▼

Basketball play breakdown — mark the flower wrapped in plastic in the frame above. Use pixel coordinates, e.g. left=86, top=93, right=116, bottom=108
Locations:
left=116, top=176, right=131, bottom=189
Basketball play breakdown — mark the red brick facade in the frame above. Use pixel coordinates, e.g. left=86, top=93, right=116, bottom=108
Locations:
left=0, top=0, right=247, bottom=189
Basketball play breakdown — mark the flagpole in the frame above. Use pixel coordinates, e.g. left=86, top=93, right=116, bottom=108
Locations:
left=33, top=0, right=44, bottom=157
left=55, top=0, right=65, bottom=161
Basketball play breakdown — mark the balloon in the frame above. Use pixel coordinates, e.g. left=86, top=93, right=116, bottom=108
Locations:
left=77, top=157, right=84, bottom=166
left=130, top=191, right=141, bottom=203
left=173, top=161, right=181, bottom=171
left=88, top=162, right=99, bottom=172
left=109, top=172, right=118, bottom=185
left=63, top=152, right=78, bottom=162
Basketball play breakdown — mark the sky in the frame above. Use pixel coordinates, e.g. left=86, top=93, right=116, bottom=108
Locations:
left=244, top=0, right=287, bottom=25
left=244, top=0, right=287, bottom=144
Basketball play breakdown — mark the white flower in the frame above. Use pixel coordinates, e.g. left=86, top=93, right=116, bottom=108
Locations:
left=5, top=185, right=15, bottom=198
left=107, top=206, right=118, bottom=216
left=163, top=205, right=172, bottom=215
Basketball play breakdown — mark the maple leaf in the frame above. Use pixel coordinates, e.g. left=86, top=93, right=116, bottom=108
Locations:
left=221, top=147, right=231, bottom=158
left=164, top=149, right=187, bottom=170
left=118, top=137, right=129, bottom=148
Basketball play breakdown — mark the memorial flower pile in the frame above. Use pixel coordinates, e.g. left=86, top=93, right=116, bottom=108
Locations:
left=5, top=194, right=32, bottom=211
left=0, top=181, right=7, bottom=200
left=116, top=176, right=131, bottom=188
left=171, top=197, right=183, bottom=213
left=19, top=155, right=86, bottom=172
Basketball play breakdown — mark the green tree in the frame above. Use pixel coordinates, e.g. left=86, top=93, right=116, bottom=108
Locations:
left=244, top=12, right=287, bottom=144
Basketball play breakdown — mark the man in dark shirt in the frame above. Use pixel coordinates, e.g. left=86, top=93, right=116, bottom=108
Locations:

▲

== GOAL OF THE EXERCISE ==
Copy every row above verbatim, keeping each line as it appears.

== FINISHED ANSWER ==
Basketball play breakdown — mark the flower wrapped in plastic in the frame above. Use pixel coordinates, e.g. left=86, top=93, right=116, bottom=108
Locations:
left=116, top=176, right=131, bottom=189
Basketball play breakdown — mark the red brick facade in the frame above. Use pixel coordinates, e.g. left=86, top=93, right=116, bottom=108
Locations:
left=0, top=0, right=247, bottom=189
Basketball play breakdown — mark the flagpole in the frame above. Use pixel coordinates, e.g. left=86, top=93, right=116, bottom=108
Locations:
left=33, top=0, right=44, bottom=157
left=55, top=0, right=65, bottom=161
Basketball play breakdown — mark the balloon in the frame above. Use pixel coordinates, e.g. left=86, top=93, right=116, bottom=108
Locations:
left=77, top=157, right=84, bottom=166
left=130, top=191, right=141, bottom=203
left=173, top=161, right=181, bottom=171
left=88, top=162, right=99, bottom=172
left=109, top=172, right=118, bottom=185
left=63, top=152, right=78, bottom=162
Basketball play breakdown — mark the sky in the frame above. Use pixel coordinates, e.g. left=86, top=93, right=116, bottom=108
Locations:
left=244, top=0, right=287, bottom=25
left=244, top=0, right=287, bottom=144
Basketball play breakdown — mark the white flower in the frame above. Use pixel coordinates, e.g. left=86, top=93, right=116, bottom=108
Locations:
left=5, top=185, right=15, bottom=198
left=107, top=206, right=118, bottom=216
left=163, top=205, right=172, bottom=215
Basketball play breakdown — mark the maple leaf in the frame above. Use pixel coordinates, e.g. left=86, top=93, right=116, bottom=108
Locations:
left=221, top=147, right=231, bottom=158
left=164, top=149, right=187, bottom=170
left=118, top=137, right=129, bottom=148
Basketball play breakdown — mark the memorial flower pile in the frame above. Use pixel coordinates, e.g. left=86, top=93, right=116, bottom=108
Locations:
left=5, top=194, right=32, bottom=211
left=0, top=181, right=7, bottom=200
left=116, top=176, right=131, bottom=188
left=171, top=197, right=183, bottom=213
left=19, top=155, right=86, bottom=172
Basketball play breakdown — mark the green tree in the frame above. Use pixel coordinates, e.g. left=86, top=93, right=116, bottom=108
Locations:
left=244, top=12, right=287, bottom=144
Basketball play breakdown — mark the man in dark shirt in the frame above. Use pixel coordinates, e.g. left=86, top=93, right=116, bottom=108
Locations:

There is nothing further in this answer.